_PROBLEM TO WORK ON_
Transcribe the entries below exactly; leave every image out.

_EXERCISE INPUTS_
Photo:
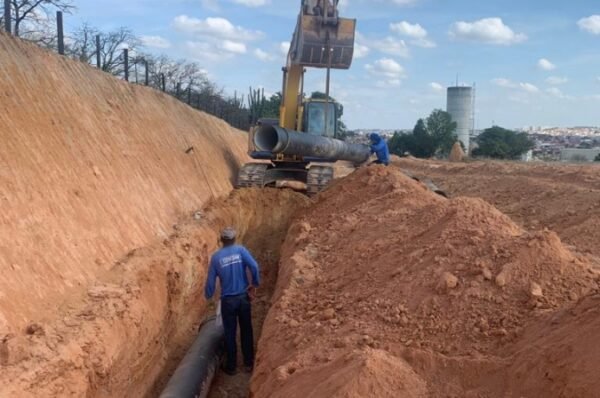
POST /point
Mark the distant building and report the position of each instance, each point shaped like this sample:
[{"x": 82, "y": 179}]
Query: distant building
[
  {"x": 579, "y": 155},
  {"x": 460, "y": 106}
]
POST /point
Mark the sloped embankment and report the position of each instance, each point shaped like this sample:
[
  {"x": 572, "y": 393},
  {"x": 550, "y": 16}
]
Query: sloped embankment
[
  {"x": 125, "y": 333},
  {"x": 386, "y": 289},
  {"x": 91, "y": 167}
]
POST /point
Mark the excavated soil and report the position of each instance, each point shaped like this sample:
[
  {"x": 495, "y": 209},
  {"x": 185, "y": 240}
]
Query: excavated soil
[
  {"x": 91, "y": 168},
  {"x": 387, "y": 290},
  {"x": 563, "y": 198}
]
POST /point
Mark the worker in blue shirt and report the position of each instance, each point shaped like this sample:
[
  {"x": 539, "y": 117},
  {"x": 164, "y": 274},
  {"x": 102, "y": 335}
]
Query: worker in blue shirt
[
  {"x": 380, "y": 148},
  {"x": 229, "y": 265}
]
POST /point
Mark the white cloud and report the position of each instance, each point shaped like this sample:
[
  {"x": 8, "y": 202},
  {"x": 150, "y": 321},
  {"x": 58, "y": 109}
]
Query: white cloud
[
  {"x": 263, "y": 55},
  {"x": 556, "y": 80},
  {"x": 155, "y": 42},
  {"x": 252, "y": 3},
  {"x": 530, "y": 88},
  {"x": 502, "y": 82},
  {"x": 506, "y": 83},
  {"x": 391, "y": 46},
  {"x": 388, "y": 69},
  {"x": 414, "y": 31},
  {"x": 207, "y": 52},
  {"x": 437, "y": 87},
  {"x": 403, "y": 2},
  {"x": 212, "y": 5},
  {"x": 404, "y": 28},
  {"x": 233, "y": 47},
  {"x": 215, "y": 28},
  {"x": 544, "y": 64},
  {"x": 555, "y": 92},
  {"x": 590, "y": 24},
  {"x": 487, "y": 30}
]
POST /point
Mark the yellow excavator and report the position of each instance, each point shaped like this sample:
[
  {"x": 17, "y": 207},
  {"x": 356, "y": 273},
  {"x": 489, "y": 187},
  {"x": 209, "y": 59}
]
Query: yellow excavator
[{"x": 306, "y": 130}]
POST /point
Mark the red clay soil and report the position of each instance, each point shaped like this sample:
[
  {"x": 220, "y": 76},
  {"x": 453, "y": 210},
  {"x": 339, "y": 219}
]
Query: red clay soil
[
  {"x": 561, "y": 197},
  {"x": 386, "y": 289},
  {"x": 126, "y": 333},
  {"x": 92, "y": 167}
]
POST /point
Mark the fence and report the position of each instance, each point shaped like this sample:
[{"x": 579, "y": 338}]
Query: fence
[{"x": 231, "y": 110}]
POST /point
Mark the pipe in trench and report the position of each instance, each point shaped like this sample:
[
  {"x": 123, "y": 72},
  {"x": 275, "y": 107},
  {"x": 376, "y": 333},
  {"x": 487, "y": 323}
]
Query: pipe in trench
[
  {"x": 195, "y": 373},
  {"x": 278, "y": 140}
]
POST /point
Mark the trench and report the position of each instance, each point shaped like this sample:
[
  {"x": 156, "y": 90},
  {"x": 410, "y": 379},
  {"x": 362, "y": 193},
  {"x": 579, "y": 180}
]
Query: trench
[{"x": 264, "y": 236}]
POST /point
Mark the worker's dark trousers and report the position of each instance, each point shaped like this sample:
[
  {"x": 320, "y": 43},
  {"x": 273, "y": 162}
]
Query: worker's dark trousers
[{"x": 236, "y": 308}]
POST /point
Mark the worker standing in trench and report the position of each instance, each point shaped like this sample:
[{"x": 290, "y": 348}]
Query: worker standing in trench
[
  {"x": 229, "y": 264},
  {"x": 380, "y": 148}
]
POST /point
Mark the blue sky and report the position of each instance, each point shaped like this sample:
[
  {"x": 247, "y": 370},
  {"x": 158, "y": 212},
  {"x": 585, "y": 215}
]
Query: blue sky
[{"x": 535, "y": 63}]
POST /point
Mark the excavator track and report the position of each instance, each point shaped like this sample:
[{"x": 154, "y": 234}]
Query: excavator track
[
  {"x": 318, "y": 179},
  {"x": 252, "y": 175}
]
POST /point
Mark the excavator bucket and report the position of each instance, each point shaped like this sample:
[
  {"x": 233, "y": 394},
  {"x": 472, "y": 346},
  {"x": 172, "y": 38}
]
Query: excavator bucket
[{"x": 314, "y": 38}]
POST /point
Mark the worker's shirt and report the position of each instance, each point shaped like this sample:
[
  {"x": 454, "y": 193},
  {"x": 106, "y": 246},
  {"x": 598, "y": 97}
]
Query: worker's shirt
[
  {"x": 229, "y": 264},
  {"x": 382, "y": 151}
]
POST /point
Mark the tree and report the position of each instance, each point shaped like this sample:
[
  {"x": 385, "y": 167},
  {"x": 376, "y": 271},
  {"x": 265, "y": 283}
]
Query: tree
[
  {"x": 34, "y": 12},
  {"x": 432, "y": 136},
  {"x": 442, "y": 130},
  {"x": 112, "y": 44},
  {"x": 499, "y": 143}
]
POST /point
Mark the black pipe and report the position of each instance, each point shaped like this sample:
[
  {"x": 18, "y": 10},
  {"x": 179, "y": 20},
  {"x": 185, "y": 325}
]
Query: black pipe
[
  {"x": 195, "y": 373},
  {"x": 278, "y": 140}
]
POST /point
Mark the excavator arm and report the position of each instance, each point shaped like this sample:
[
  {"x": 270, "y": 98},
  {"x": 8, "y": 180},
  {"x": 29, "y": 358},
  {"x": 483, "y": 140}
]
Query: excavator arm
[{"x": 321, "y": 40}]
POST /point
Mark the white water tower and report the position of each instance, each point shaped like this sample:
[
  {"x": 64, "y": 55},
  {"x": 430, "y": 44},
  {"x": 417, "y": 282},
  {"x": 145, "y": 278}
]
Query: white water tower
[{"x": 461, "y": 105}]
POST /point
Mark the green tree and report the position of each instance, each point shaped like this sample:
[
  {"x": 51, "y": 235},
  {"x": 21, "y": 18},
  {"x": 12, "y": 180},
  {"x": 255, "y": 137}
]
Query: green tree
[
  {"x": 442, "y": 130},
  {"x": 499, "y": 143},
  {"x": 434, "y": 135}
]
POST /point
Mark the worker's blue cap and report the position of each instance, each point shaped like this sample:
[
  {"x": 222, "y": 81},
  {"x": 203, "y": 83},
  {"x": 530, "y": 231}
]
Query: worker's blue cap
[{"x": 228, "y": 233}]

_EXPECTED OUTPUT_
Photo:
POST /point
Mark the distant building and report the position of each instance, each point shaped like this sample:
[{"x": 82, "y": 179}]
Query: distant building
[
  {"x": 579, "y": 155},
  {"x": 460, "y": 106}
]
POST /point
Mark the sloped embankment and report the position of each instance, each point shaped like this sample:
[
  {"x": 572, "y": 393},
  {"x": 550, "y": 16}
]
Query: sloped embankment
[
  {"x": 125, "y": 333},
  {"x": 386, "y": 289},
  {"x": 91, "y": 167}
]
POST /point
Mark the excavated soil and report the position of each instance, each point shaped like this sample:
[
  {"x": 495, "y": 209},
  {"x": 185, "y": 240}
]
Query: excavated soil
[
  {"x": 91, "y": 168},
  {"x": 387, "y": 290},
  {"x": 563, "y": 198}
]
POST /point
Mark the worker in blue shirt and report the position of each instance, each point shaped like this sample:
[
  {"x": 539, "y": 117},
  {"x": 164, "y": 274},
  {"x": 102, "y": 335}
]
Query: worker in blue shirt
[
  {"x": 380, "y": 148},
  {"x": 229, "y": 265}
]
POST /point
Mark the white cloud and report the position of each instance, each point shaped like this sample:
[
  {"x": 8, "y": 202},
  {"x": 150, "y": 321},
  {"x": 58, "y": 109}
]
Query: white cloud
[
  {"x": 263, "y": 55},
  {"x": 556, "y": 80},
  {"x": 155, "y": 42},
  {"x": 252, "y": 3},
  {"x": 530, "y": 88},
  {"x": 502, "y": 82},
  {"x": 506, "y": 83},
  {"x": 391, "y": 46},
  {"x": 388, "y": 69},
  {"x": 414, "y": 31},
  {"x": 207, "y": 52},
  {"x": 437, "y": 87},
  {"x": 403, "y": 2},
  {"x": 212, "y": 5},
  {"x": 404, "y": 28},
  {"x": 233, "y": 47},
  {"x": 215, "y": 28},
  {"x": 544, "y": 64},
  {"x": 555, "y": 92},
  {"x": 590, "y": 24},
  {"x": 487, "y": 30}
]
POST /point
Mark the yellow excavator and report the position of each instance, each point shaped like this sample:
[
  {"x": 17, "y": 207},
  {"x": 356, "y": 273},
  {"x": 489, "y": 187},
  {"x": 209, "y": 59}
]
Query: yellow excavator
[{"x": 306, "y": 130}]
POST /point
Mark the red clay soil and report the position of each instance, each point shaped like this sample:
[
  {"x": 220, "y": 76},
  {"x": 453, "y": 210},
  {"x": 339, "y": 219}
]
Query: red clay soil
[
  {"x": 561, "y": 197},
  {"x": 386, "y": 289},
  {"x": 126, "y": 333},
  {"x": 92, "y": 167}
]
POST /point
Mark the fence and report the position of each instance, each point shaped like this sample:
[{"x": 579, "y": 338}]
Query: fence
[{"x": 231, "y": 110}]
POST /point
Mark the pipe in trench and report the position of each instance, each point shaped like this sample:
[
  {"x": 123, "y": 72},
  {"x": 275, "y": 107},
  {"x": 376, "y": 333},
  {"x": 487, "y": 323}
]
Query: pipe in trench
[
  {"x": 195, "y": 373},
  {"x": 278, "y": 140}
]
POST /point
Mark the trench and report the position of each instance, each point shaped like this sample:
[
  {"x": 156, "y": 90},
  {"x": 410, "y": 379},
  {"x": 362, "y": 193},
  {"x": 579, "y": 180}
]
Query: trench
[{"x": 264, "y": 236}]
POST /point
Mark the worker's dark trousers and report the position of each instance, each point shaped like this sample:
[
  {"x": 320, "y": 43},
  {"x": 273, "y": 162}
]
Query: worker's dark trousers
[{"x": 236, "y": 308}]
POST /point
Mark the worker standing in trench and report the position of each instance, each point shaped like this sample:
[{"x": 290, "y": 348}]
Query: worker standing in trench
[
  {"x": 229, "y": 264},
  {"x": 380, "y": 148}
]
POST /point
Mark the blue sky and report the position of each instance, each point shaped like this sample:
[
  {"x": 247, "y": 370},
  {"x": 158, "y": 212},
  {"x": 585, "y": 215}
]
Query: blue sky
[{"x": 535, "y": 63}]
POST /point
Mark the excavator track and report the position of each instance, each point shaped like this sample:
[{"x": 154, "y": 234}]
Query: excavator track
[
  {"x": 318, "y": 179},
  {"x": 252, "y": 175}
]
POST /point
Mark the excavator bucket and report the position of each instance, each point shaped like this sample:
[
  {"x": 233, "y": 394},
  {"x": 472, "y": 346},
  {"x": 172, "y": 38}
]
Query: excavator bucket
[{"x": 314, "y": 38}]
POST /point
Mark the worker's shirt and report the position of each instance, each point shaped like this sample:
[
  {"x": 454, "y": 193},
  {"x": 106, "y": 246},
  {"x": 598, "y": 97}
]
Query: worker's shirt
[
  {"x": 229, "y": 264},
  {"x": 382, "y": 151}
]
POST /point
Mark the tree and report the position of each instance, each point shaped like this sample:
[
  {"x": 385, "y": 167},
  {"x": 376, "y": 271},
  {"x": 265, "y": 283}
]
Query: tree
[
  {"x": 34, "y": 12},
  {"x": 432, "y": 136},
  {"x": 442, "y": 130},
  {"x": 112, "y": 44},
  {"x": 499, "y": 143}
]
POST /point
Mark the black pipe and report the position of each instance, each point shaped like this sample:
[
  {"x": 18, "y": 10},
  {"x": 179, "y": 20},
  {"x": 185, "y": 325}
]
Query: black pipe
[
  {"x": 195, "y": 373},
  {"x": 278, "y": 140}
]
POST /point
Mark the excavator arm and report the position of each instance, each point shaped like this sample:
[
  {"x": 270, "y": 98},
  {"x": 8, "y": 180},
  {"x": 29, "y": 358},
  {"x": 483, "y": 140}
]
Query: excavator arm
[{"x": 321, "y": 40}]
POST /point
Mark the white water tower and report the position of each instance, each point shaped like this sample:
[
  {"x": 64, "y": 55},
  {"x": 430, "y": 44},
  {"x": 417, "y": 282},
  {"x": 145, "y": 278}
]
Query: white water tower
[{"x": 461, "y": 105}]
POST /point
Mark the green tree and report the position of each instance, each point shaped like this sample:
[
  {"x": 51, "y": 235},
  {"x": 21, "y": 18},
  {"x": 12, "y": 180},
  {"x": 255, "y": 137}
]
Query: green tree
[
  {"x": 442, "y": 130},
  {"x": 499, "y": 143},
  {"x": 434, "y": 135}
]
POST /point
Mark the worker's blue cap and report the position of each instance, each point shaped like this sample:
[
  {"x": 222, "y": 81},
  {"x": 203, "y": 83},
  {"x": 530, "y": 231}
]
Query: worker's blue cap
[{"x": 228, "y": 233}]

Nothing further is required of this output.